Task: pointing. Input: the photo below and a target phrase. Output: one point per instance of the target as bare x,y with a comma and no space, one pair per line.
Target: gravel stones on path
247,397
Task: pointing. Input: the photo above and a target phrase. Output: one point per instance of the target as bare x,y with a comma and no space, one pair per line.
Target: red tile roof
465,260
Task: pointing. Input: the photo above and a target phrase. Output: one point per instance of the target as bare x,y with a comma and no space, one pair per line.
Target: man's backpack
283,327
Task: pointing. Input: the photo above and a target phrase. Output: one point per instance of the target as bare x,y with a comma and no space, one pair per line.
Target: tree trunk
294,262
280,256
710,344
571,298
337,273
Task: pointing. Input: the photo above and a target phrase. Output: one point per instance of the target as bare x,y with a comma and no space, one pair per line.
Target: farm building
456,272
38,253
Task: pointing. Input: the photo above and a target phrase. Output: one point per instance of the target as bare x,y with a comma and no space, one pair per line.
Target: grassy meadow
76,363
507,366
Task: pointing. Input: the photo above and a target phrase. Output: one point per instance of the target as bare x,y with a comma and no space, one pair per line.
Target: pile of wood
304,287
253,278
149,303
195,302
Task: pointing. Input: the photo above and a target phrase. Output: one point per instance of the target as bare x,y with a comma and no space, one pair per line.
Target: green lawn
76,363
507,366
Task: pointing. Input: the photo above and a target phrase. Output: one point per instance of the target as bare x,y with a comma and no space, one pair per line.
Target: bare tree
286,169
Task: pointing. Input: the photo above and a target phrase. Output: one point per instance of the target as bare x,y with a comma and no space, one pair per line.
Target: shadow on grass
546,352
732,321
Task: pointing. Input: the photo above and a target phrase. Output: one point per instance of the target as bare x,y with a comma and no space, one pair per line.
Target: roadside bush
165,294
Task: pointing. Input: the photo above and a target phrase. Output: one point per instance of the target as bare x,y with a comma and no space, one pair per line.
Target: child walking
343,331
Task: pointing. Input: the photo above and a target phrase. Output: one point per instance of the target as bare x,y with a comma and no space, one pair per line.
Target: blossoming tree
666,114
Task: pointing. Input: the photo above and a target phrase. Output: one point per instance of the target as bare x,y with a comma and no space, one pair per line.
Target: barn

# Aim
The entries above must be returned in full, exactly as shown.

# Solution for this problem
Task: pointing. Input: the photo below and a target phrase. Output: one point per instance of the target as bare x,y with a comma and no space, one pair per line.
Target: gravel stones on path
247,397
Task: pointing. Input: the photo above and a target phrase. Output: one point per instance of the target as bare x,y with a comma and no space, one pair per line.
Target: red tile roof
465,260
Task: pointing. Input: the photo above and a target phrase. Output: one point per instance of the target as bare x,y with a comma and no space, one pair per line.
Target: man's backpack
283,327
Task: pointing. Input: the photo above and a target phrase. Output: one point per instance of the target as bare x,y with a comma and no space, one pair per line.
Target: tree trunk
294,262
280,256
710,344
571,298
337,273
Task: pointing. Input: the photo above and a target phrase. Output: one point per instance of the target as bare x,y with a comma and no space, one pair per line.
Target: farm building
456,272
38,253
Task: pointing. Input: the photo above and a target phrase. Output: one point per instance of the target as bare x,y with a comma and no space, one pair per line.
Target: grassy meadow
76,363
507,366
Task: pointing. Input: the photo above and a target phrase. Output: one point per instance of the target as bare x,y with a comma and no space, one pair per line.
Target: pile of wood
304,287
253,278
149,303
195,302
Task: pointing. Input: the photo above and a target phrase. Output: one point per instance of the target as bare x,y with a comma and no space, one pair per line.
Target: green lawn
76,363
507,366
Task: pointing. Input: the photo above and a target phrase. Output: one point per instance of the target as bare x,y with a comma and no space, one pair per line.
Target: bare tree
286,169
Task: pointing. Input: the photo above and a target phrase. Output: one point per instance of the target as bare x,y with a comma and no space, one pair per line.
Target: shadow on grass
546,352
732,321
Task: pointing. Input: the photo above and a target phrase. Output: one point per instance of the target as bare x,y with a comma and no space, one pair per line.
Target: roadside bush
165,294
Task: pointing. Input: the photo above and a target phrase. Output: one point per instance of the target as bare x,y with a comma and no space, one pair per line.
Target: child walking
343,331
Task: pointing. Input: the photo above and a target phrase. Output: one point per instance of the target as bare x,y with a comma and no space, one pair per line.
Target: blossoming tree
666,114
Task: pointing. Input: the photo above and a target phrase. Output: one point per instance of the target as bare x,y with a comma and no space, one pair per line.
Target: barn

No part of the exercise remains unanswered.